What the task asks:
Go through the records below and copy out every line holding "green".

Exercise data:

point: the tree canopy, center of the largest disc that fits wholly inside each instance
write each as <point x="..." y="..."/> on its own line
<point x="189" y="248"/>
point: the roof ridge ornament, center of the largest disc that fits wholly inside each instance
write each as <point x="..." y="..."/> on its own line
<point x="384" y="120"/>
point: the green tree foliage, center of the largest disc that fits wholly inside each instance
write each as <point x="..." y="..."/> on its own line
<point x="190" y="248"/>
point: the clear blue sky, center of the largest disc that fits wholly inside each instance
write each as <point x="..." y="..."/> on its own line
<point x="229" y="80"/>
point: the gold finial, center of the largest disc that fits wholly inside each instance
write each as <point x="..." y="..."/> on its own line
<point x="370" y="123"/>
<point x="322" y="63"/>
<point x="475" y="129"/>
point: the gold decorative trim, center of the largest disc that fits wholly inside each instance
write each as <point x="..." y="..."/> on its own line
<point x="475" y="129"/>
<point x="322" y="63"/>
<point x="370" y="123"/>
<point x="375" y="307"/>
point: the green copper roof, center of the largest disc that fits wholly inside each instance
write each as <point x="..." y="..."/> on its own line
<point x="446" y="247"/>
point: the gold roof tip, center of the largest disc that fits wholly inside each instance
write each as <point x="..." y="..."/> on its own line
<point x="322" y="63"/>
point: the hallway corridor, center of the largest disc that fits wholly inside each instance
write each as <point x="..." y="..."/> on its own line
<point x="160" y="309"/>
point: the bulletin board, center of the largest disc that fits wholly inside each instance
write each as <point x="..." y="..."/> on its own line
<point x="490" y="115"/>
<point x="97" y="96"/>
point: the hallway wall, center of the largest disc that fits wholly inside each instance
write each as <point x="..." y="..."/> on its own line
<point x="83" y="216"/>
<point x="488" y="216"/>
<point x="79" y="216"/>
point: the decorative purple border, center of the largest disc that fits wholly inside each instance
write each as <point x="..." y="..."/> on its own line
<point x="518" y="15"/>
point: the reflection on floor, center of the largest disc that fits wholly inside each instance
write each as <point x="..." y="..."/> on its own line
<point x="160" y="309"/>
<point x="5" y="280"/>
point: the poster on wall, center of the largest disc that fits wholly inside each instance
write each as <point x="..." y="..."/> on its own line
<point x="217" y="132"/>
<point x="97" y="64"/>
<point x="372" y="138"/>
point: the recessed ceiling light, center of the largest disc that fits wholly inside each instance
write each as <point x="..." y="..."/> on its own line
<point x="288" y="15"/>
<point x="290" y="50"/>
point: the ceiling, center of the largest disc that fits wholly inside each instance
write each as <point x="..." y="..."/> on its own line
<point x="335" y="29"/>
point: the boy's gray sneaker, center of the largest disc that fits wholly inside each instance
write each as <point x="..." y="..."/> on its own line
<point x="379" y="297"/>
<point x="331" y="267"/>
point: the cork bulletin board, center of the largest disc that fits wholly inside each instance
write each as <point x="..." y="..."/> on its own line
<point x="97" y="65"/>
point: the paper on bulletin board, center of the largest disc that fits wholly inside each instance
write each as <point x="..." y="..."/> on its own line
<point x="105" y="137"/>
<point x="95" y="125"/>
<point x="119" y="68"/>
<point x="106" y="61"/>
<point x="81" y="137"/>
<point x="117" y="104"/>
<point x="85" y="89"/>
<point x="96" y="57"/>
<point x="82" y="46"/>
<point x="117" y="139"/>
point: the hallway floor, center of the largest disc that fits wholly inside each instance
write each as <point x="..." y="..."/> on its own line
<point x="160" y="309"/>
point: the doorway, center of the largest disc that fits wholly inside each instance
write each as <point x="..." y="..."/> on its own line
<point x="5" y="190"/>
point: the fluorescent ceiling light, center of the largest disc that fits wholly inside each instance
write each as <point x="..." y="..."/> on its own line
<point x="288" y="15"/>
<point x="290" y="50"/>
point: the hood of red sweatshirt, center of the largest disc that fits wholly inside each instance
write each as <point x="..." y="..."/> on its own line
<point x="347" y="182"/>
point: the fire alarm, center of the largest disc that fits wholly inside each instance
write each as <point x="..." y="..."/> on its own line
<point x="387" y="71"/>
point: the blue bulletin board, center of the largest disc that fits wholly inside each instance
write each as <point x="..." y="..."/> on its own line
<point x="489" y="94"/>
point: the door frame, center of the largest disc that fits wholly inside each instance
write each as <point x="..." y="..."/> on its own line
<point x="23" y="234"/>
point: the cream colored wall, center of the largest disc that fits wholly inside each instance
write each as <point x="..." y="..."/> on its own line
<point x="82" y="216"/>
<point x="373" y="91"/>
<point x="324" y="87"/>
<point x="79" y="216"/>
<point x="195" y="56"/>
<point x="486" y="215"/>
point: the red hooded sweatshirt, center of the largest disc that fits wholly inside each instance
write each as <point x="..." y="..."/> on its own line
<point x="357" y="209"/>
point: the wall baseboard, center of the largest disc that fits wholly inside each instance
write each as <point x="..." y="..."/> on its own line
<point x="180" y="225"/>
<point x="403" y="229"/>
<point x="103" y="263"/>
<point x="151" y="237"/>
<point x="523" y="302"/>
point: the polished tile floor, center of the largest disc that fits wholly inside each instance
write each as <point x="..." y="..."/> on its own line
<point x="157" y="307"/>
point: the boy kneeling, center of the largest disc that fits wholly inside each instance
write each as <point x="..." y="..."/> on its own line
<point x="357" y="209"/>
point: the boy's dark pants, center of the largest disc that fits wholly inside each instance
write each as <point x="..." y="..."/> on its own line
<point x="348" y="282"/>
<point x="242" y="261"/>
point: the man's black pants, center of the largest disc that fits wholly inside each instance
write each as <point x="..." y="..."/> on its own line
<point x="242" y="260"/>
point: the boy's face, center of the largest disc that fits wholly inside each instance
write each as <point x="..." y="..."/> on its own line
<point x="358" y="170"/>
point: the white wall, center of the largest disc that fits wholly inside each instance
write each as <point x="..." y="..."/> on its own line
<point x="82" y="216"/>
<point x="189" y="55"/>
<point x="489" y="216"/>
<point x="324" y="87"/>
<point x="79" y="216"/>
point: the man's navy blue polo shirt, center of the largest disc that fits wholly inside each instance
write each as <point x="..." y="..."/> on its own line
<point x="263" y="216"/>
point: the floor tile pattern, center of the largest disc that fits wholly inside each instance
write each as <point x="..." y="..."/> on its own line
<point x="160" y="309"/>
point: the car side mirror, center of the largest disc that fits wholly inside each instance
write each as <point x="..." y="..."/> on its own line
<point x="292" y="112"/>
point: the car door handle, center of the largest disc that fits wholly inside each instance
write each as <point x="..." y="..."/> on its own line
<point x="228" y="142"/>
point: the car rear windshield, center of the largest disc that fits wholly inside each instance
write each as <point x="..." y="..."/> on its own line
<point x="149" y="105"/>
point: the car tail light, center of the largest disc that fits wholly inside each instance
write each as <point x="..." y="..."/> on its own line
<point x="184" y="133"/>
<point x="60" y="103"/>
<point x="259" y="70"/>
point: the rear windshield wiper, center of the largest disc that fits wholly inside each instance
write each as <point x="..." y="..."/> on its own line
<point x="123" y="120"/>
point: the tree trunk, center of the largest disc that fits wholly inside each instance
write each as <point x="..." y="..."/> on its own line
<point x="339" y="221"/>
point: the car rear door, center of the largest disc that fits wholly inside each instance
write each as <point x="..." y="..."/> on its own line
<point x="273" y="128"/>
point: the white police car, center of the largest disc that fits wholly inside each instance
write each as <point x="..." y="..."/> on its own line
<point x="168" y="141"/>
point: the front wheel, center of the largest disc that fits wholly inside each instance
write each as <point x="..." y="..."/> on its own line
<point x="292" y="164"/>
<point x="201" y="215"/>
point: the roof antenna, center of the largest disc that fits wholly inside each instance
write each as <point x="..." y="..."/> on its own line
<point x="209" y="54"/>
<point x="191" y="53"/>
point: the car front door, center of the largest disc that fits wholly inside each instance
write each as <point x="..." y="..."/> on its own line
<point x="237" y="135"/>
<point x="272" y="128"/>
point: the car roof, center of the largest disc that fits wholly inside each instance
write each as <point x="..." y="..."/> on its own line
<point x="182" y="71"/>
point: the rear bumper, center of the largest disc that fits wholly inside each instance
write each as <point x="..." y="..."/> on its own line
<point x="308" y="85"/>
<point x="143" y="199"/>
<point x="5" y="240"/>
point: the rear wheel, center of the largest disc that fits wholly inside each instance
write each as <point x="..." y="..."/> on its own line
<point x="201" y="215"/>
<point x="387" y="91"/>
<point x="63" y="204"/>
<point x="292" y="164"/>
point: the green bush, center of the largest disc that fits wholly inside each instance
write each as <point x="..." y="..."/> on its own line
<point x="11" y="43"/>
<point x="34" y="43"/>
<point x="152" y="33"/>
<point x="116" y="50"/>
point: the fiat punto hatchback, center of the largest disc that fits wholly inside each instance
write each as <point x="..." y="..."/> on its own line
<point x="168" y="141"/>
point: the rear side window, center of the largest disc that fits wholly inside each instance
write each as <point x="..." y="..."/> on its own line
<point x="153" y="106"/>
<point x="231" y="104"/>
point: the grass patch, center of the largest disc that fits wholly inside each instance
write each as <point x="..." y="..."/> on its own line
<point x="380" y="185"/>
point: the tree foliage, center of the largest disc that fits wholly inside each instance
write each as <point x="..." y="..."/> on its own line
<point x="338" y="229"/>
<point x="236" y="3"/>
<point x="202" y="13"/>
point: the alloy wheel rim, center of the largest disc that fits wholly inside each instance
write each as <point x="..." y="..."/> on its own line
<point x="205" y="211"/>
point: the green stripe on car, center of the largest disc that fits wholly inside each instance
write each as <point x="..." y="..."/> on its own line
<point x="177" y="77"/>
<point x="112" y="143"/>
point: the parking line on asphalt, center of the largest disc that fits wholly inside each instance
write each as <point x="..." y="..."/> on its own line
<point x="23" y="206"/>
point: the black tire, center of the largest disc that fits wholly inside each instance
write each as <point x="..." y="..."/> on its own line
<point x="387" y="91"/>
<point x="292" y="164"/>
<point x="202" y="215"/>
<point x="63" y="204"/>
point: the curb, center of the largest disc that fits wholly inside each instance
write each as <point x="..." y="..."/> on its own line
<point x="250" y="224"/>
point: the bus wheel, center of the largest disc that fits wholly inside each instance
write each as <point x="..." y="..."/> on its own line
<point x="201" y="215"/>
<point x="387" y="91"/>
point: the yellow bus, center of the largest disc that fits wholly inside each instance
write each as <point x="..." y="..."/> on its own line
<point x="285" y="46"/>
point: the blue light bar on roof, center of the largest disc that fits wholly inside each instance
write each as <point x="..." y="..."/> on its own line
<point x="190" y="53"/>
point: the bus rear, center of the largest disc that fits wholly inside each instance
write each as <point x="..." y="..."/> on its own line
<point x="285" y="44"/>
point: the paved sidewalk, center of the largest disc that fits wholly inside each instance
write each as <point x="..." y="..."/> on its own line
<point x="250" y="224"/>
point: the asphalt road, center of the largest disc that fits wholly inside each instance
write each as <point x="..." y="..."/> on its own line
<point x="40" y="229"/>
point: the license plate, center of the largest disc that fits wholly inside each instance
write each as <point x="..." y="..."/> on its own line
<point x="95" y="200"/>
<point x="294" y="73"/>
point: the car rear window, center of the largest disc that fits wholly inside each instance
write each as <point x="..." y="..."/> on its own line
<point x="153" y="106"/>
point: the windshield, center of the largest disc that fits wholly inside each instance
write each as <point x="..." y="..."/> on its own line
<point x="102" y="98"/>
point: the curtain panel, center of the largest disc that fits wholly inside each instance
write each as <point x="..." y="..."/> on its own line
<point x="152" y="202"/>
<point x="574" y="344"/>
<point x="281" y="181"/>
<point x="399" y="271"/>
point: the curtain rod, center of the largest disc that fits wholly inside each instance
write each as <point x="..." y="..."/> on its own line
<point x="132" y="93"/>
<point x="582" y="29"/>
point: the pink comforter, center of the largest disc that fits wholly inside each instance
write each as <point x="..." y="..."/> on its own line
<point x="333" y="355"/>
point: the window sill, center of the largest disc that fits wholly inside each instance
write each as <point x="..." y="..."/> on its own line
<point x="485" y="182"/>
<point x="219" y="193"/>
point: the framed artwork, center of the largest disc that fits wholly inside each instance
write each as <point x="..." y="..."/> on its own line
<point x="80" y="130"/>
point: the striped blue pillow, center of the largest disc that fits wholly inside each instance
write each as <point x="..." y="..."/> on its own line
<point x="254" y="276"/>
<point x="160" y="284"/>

Exercise response:
point: the green tree foliage, center of the largest disc that fits wholly inside each instance
point: the green copper roof, center of the largest disc that fits wholly inside each instance
point: the green bush, center of the largest disc that fits wholly inside each instance
point: the green stripe on car, center of the largest disc that fits wholly inside each instance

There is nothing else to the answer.